» **PROBLEM TO SOLVE**
Of the material below, the lines to be retyped are those from the line containing "--detect distant mountain range" through the line containing "--detect cloud wave", inclusive; reproduce them exactly.

══ DATA TO PROCESS

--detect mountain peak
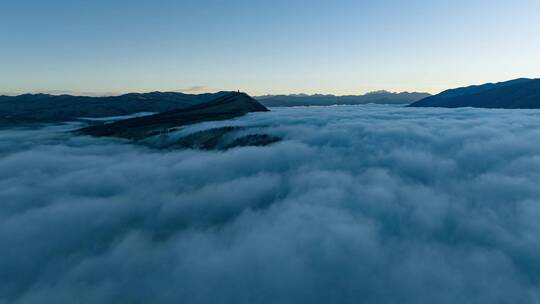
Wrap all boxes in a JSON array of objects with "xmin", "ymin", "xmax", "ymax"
[{"xmin": 409, "ymin": 78, "xmax": 540, "ymax": 108}]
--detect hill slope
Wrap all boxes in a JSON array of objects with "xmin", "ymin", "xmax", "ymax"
[
  {"xmin": 78, "ymin": 92, "xmax": 269, "ymax": 140},
  {"xmin": 409, "ymin": 78, "xmax": 540, "ymax": 108}
]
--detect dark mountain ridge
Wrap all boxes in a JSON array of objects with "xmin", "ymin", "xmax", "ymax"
[
  {"xmin": 409, "ymin": 78, "xmax": 540, "ymax": 108},
  {"xmin": 78, "ymin": 92, "xmax": 269, "ymax": 140},
  {"xmin": 0, "ymin": 91, "xmax": 234, "ymax": 124}
]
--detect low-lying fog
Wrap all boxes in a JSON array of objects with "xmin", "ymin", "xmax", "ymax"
[{"xmin": 3, "ymin": 105, "xmax": 540, "ymax": 303}]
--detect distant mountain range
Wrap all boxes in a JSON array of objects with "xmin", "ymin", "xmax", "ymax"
[
  {"xmin": 3, "ymin": 78, "xmax": 540, "ymax": 127},
  {"xmin": 0, "ymin": 91, "xmax": 234, "ymax": 124},
  {"xmin": 256, "ymin": 91, "xmax": 431, "ymax": 107},
  {"xmin": 0, "ymin": 90, "xmax": 430, "ymax": 125},
  {"xmin": 409, "ymin": 78, "xmax": 540, "ymax": 108}
]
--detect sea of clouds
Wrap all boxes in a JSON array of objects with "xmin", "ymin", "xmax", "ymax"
[{"xmin": 2, "ymin": 105, "xmax": 540, "ymax": 303}]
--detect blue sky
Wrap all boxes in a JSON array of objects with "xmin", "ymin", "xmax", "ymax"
[{"xmin": 1, "ymin": 0, "xmax": 539, "ymax": 95}]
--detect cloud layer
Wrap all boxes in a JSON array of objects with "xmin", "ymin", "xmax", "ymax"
[{"xmin": 2, "ymin": 105, "xmax": 540, "ymax": 303}]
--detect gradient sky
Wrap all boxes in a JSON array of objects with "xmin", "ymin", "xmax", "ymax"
[{"xmin": 1, "ymin": 0, "xmax": 539, "ymax": 96}]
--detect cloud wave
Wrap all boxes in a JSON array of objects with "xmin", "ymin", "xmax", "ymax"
[{"xmin": 2, "ymin": 105, "xmax": 540, "ymax": 303}]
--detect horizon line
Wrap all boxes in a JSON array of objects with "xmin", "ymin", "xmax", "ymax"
[
  {"xmin": 0, "ymin": 89, "xmax": 433, "ymax": 98},
  {"xmin": 2, "ymin": 77, "xmax": 538, "ymax": 98}
]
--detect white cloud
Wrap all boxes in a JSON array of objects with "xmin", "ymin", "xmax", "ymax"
[
  {"xmin": 2, "ymin": 105, "xmax": 540, "ymax": 303},
  {"xmin": 176, "ymin": 85, "xmax": 209, "ymax": 93}
]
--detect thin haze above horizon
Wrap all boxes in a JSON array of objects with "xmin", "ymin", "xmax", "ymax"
[{"xmin": 1, "ymin": 0, "xmax": 539, "ymax": 96}]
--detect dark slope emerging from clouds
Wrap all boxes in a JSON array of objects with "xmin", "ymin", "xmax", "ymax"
[
  {"xmin": 154, "ymin": 126, "xmax": 281, "ymax": 151},
  {"xmin": 0, "ymin": 91, "xmax": 234, "ymax": 124},
  {"xmin": 409, "ymin": 78, "xmax": 540, "ymax": 108},
  {"xmin": 257, "ymin": 91, "xmax": 430, "ymax": 107},
  {"xmin": 78, "ymin": 92, "xmax": 269, "ymax": 140}
]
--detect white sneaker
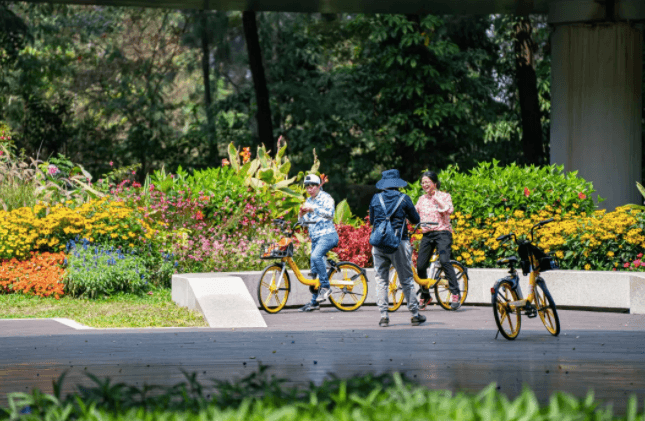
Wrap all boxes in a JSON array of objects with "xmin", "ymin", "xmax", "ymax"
[{"xmin": 316, "ymin": 288, "xmax": 331, "ymax": 302}]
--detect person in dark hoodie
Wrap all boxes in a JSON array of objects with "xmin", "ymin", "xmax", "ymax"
[{"xmin": 369, "ymin": 169, "xmax": 424, "ymax": 327}]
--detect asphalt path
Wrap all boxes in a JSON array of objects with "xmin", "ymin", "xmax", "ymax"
[{"xmin": 1, "ymin": 305, "xmax": 645, "ymax": 415}]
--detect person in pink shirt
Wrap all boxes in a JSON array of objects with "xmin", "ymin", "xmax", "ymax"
[{"xmin": 415, "ymin": 171, "xmax": 461, "ymax": 310}]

════

» **RESPONSE TO THE TASK**
--detect distant mountain range
Wrap all boxes in a JSON array of objects with "xmin", "ymin", "xmax", "ymax"
[
  {"xmin": 3, "ymin": 78, "xmax": 540, "ymax": 127},
  {"xmin": 0, "ymin": 91, "xmax": 234, "ymax": 124},
  {"xmin": 256, "ymin": 91, "xmax": 431, "ymax": 107},
  {"xmin": 0, "ymin": 90, "xmax": 430, "ymax": 125},
  {"xmin": 409, "ymin": 78, "xmax": 540, "ymax": 108}
]
--detect sea of clouds
Wrap all boxes in a JSON array of objects with "xmin", "ymin", "xmax", "ymax"
[{"xmin": 2, "ymin": 105, "xmax": 540, "ymax": 303}]
--detect blue sky
Wrap all boxes in a JSON array of objects with "xmin", "ymin", "xmax", "ymax"
[{"xmin": 1, "ymin": 0, "xmax": 539, "ymax": 95}]
--detect cloud layer
Wrap all boxes in a JSON array of objects with "xmin", "ymin", "xmax", "ymax"
[{"xmin": 2, "ymin": 105, "xmax": 540, "ymax": 303}]
--detect gradient sky
Wrap all boxes in a JSON array of objects with "xmin", "ymin", "xmax", "ymax"
[{"xmin": 1, "ymin": 0, "xmax": 539, "ymax": 96}]
--detect cloud wave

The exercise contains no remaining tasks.